[Excerpts from a dataset]
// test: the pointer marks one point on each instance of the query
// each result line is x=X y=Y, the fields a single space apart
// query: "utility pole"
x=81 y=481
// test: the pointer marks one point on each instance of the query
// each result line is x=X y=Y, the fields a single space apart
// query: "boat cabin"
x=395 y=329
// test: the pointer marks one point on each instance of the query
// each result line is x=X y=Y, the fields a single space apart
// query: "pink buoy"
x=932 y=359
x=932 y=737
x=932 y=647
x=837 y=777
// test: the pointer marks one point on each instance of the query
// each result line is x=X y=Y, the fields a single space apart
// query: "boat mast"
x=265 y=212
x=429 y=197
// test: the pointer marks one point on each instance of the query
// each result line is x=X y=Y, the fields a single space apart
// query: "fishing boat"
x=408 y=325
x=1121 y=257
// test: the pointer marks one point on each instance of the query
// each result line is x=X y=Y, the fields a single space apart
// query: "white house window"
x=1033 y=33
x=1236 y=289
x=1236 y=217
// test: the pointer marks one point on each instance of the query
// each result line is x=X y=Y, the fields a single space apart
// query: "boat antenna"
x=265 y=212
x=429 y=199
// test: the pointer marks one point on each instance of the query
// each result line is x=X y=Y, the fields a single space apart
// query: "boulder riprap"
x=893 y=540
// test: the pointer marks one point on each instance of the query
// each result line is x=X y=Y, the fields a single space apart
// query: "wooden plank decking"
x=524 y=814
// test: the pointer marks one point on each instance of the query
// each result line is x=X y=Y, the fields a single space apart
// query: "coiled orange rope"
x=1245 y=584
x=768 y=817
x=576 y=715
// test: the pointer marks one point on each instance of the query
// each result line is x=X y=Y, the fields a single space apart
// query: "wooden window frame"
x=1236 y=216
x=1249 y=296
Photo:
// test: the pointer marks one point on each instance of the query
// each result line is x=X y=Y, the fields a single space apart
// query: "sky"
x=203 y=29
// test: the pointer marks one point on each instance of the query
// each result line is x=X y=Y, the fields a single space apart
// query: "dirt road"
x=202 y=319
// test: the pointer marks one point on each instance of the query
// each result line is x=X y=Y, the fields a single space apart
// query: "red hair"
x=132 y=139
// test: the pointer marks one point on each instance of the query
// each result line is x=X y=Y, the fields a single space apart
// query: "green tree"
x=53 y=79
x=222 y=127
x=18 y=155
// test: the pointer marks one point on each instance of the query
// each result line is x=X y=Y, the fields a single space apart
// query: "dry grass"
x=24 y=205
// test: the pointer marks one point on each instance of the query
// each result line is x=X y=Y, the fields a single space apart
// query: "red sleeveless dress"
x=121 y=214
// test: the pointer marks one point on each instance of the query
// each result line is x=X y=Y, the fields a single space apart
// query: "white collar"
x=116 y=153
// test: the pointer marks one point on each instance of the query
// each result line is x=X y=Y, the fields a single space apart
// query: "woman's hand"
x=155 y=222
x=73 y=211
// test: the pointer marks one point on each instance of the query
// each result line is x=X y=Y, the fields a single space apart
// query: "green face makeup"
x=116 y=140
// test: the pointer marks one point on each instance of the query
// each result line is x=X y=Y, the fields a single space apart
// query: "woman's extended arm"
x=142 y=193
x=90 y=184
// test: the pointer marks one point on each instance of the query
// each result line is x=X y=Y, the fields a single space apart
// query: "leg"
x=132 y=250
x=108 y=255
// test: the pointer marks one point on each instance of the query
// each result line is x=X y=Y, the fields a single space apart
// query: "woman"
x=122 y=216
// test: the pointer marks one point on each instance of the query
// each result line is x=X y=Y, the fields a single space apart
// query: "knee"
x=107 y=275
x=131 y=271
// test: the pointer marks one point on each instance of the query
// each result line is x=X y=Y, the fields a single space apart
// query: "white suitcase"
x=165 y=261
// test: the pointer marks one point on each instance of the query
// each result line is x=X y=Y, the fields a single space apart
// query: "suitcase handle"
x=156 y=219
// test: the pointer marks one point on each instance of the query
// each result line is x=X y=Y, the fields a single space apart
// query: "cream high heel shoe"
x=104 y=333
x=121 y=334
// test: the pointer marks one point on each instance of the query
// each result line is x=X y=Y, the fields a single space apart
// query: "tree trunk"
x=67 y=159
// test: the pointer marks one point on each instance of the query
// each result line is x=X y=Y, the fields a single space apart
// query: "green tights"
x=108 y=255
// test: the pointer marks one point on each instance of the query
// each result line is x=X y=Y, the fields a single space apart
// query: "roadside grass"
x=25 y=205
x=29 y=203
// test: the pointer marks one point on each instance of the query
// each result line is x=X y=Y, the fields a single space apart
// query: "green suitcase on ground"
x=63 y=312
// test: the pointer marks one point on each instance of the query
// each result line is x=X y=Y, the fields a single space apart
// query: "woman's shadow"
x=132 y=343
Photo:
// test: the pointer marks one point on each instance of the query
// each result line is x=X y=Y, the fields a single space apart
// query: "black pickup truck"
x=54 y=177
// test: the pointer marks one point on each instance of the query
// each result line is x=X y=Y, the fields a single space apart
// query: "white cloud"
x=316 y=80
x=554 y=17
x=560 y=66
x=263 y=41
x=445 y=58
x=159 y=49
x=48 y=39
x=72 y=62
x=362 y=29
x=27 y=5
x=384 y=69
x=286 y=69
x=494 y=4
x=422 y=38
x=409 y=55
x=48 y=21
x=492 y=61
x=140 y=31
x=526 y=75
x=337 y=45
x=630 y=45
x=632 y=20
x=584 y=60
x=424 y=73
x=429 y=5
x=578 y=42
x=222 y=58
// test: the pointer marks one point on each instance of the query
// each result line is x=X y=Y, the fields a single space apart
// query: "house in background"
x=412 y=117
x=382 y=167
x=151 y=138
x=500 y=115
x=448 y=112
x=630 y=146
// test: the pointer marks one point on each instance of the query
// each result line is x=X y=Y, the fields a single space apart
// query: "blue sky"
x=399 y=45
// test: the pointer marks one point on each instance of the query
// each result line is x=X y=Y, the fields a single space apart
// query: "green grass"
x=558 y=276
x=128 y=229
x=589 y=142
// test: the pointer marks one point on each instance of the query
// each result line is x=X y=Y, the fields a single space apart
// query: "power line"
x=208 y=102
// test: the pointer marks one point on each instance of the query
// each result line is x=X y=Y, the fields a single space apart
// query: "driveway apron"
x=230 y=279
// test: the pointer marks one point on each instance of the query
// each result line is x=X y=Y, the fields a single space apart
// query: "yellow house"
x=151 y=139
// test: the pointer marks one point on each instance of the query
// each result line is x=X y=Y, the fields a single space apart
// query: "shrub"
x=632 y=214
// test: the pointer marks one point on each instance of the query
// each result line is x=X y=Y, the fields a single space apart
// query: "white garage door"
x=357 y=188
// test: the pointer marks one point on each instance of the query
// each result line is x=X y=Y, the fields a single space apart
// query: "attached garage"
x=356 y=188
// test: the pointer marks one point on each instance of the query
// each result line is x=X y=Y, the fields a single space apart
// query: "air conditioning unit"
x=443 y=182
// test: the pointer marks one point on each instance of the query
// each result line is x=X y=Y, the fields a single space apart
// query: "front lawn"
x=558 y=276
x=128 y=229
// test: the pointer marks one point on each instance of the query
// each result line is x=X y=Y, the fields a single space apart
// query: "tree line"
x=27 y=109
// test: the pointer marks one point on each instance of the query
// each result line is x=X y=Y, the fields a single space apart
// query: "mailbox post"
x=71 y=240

> **Your assignment**
Render every record verbatim. Nothing should be left out.

> **Reply to the task**
// test: the pointer marks one point on each instance of the query
// each result line is x=X y=Y, the fields a single space apart
// query: "utility pole"
x=81 y=481
// test: the pointer marks one point on each instance of the query
// each result line is x=X y=Y, the fields a single space apart
// query: "boat cabin"
x=395 y=329
// test: the pointer marks one point on each instance of the query
// each result line is x=X y=Y, the fields a single space apart
// query: "pink buoy"
x=932 y=359
x=932 y=737
x=932 y=647
x=837 y=777
// test: the pointer marks one point on each instance of the query
// each result line is x=X y=Y, the fields a single space apart
// query: "boat mast"
x=265 y=212
x=429 y=197
// test: the pointer marks one point on each instance of the query
// each result line is x=X y=Y, the fields a single space apart
// query: "fishing boat"
x=408 y=325
x=1121 y=257
// test: the pointer marks one point on each instance of the query
// each result line is x=X y=Y, the fields a single space apart
// query: "white house window"
x=1033 y=33
x=1236 y=289
x=1236 y=217
// test: the pointer marks one point on each instance of the query
// each result line is x=X y=Y, the fields a single space apart
// query: "boat antenna"
x=265 y=212
x=429 y=199
// test: the pointer marks one point on each instance of the query
// each result line is x=X y=Y, the fields a single space apart
// query: "boulder riprap"
x=893 y=540
// test: the pointer marks one point on each instance of the query
// each result line is x=X y=Y, the fields a single space apart
// query: "wooden plank decking"
x=524 y=814
// test: the pointer marks one point on each instance of the query
// each result line is x=X y=Y, the fields a single space apart
// query: "coiled orange rope"
x=1245 y=584
x=768 y=817
x=576 y=715
// test: the pointer marks one point on each instance of the query
// each result line is x=X y=Y, the fields a single space apart
// query: "wooden window frame"
x=1236 y=216
x=1249 y=296
Photo:
// test: the pointer marks one point on each instance of the query
// each result line is x=X y=Y, the fields a single space apart
// query: "sky"
x=203 y=29
// test: the pointer marks one point on each instance of the query
// each result line is x=X y=Y, the fields a single space apart
// query: "dirt road"
x=202 y=319
// test: the pointer marks one point on each instance of the query
// each result line is x=X y=Y, the fields a single space apart
// query: "red hair"
x=132 y=139
// test: the pointer marks one point on each instance of the query
// each result line is x=X y=Y, the fields a single space apart
// query: "green tree"
x=53 y=79
x=222 y=127
x=18 y=155
// test: the pointer marks one point on each instance of the query
// each result line is x=X y=Y, the fields a single space apart
// query: "dry grass"
x=24 y=205
// test: the pointer marks one point on each instance of the query
// each result line is x=X y=Y, the fields a single space apart
// query: "red sleeveless dress"
x=121 y=214
// test: the pointer marks one point on each instance of the query
// each result line is x=X y=Y, the fields a single space apart
// query: "white collar"
x=116 y=153
// test: the pointer marks one point on each instance of the query
// each result line is x=X y=Y, the fields a single space apart
// query: "woman's hand"
x=155 y=222
x=73 y=211
// test: the pointer marks one point on each instance of the query
// each result line is x=X y=Y, the fields a single space apart
// query: "green face makeup"
x=116 y=140
// test: the pointer marks one point on each instance of the query
// each result line is x=X y=Y, the fields a single space apart
// query: "woman's extended arm"
x=142 y=193
x=90 y=184
// test: the pointer marks one point on each instance of the query
// each result line is x=X y=Y, the fields a single space apart
// query: "leg"
x=132 y=250
x=108 y=255
// test: the pointer marks one point on each instance of the query
// each result line is x=X y=Y, the fields a single space apart
// query: "woman"
x=122 y=216
// test: the pointer marks one point on each instance of the query
// each result line is x=X y=Y, the fields a single space apart
// query: "knee"
x=107 y=275
x=131 y=271
// test: the pointer marks one point on each instance of the query
// each result line is x=X y=Y, the fields a single space apart
// query: "white suitcase"
x=165 y=261
// test: the pointer marks one point on each instance of the query
// each result line is x=X y=Y, the fields a single space apart
// query: "suitcase handle"
x=156 y=219
// test: the pointer marks one point on each instance of the query
// each result line is x=X y=Y, the fields a single space apart
// query: "cream high heel shoe"
x=104 y=333
x=121 y=334
// test: the pointer marks one point on each instance of the query
// each result line is x=X y=Y, the fields a single space apart
// query: "tree trunk"
x=67 y=159
// test: the pointer marks one point on each instance of the query
// each result line is x=X y=Y, the fields a single space apart
// query: "green tights"
x=108 y=255
// test: the pointer marks one point on each instance of the query
// each result line is x=X y=Y, the fields a single space apart
// query: "roadside grass"
x=25 y=205
x=29 y=203
// test: the pointer marks one point on each instance of the query
// each result line is x=X y=Y, the fields a single space apart
// query: "green suitcase on ground"
x=63 y=312
// test: the pointer marks one point on each instance of the query
// each result line is x=X y=Y, the fields a single space apart
// query: "woman's shadow"
x=132 y=343
Photo:
// test: the pointer marks one point on each instance of the query
// each result line is x=X y=Y, the fields a single space apart
// query: "black pickup truck"
x=54 y=177
// test: the pointer marks one point on each instance of the query
// each result line is x=X y=Y, the fields a single space apart
// query: "white cloud"
x=316 y=80
x=554 y=17
x=560 y=66
x=263 y=41
x=445 y=58
x=159 y=49
x=48 y=39
x=72 y=62
x=362 y=29
x=27 y=5
x=384 y=69
x=286 y=69
x=494 y=4
x=422 y=38
x=409 y=55
x=48 y=21
x=492 y=61
x=140 y=31
x=526 y=75
x=337 y=45
x=630 y=45
x=632 y=20
x=584 y=60
x=424 y=73
x=429 y=5
x=578 y=42
x=222 y=58
// test: the pointer marks one point on each instance of the query
// each result line is x=X y=Y, the fields a single space apart
// query: "house in background"
x=412 y=117
x=382 y=167
x=151 y=138
x=500 y=115
x=448 y=112
x=630 y=146
// test: the pointer marks one point on each instance of the query
// each result line is x=X y=Y, the fields a single space apart
// query: "blue sky"
x=399 y=45
// test: the pointer marks one point on each instance of the query
// each result line is x=X y=Y, the fields a single space apart
// query: "green grass"
x=558 y=276
x=128 y=229
x=589 y=142
// test: the pointer marks one point on each instance of the query
// each result line is x=X y=Y, the fields a single space apart
// query: "power line"
x=208 y=102
// test: the pointer marks one point on each instance of the query
// each result line is x=X y=Y, the fields a single space apart
// query: "driveway apron"
x=230 y=279
// test: the pointer marks one point on each instance of the query
// each result line is x=X y=Y, the fields a single space apart
// query: "yellow house"
x=151 y=139
// test: the pointer marks one point on each instance of the query
// each result line is x=X y=Y, the fields a single space apart
// query: "shrub"
x=632 y=214
// test: the pointer marks one point on each instance of the query
// each result line is x=X y=Y, the fields a single space apart
// query: "white garage door"
x=357 y=188
// test: the pointer marks one point on each instance of the query
// each result line is x=X y=Y, the fields a single space apart
// query: "attached garage"
x=356 y=188
// test: the pointer marks one point on each instance of the query
// each result line is x=X y=Y, the fields a single space apart
// query: "air conditioning unit"
x=443 y=182
// test: the pointer marks one point on each instance of the query
// each result line is x=X y=Y, the fields a single space apart
// query: "front lawn"
x=558 y=276
x=128 y=229
// test: the pointer marks one point on each instance of the query
// each result line is x=X y=Y, the fields a single space apart
// query: "tree line"
x=27 y=109
// test: the pointer marks one point on each instance of the query
// each result line is x=X y=Y, the fields a single space apart
// query: "mailbox post"
x=71 y=240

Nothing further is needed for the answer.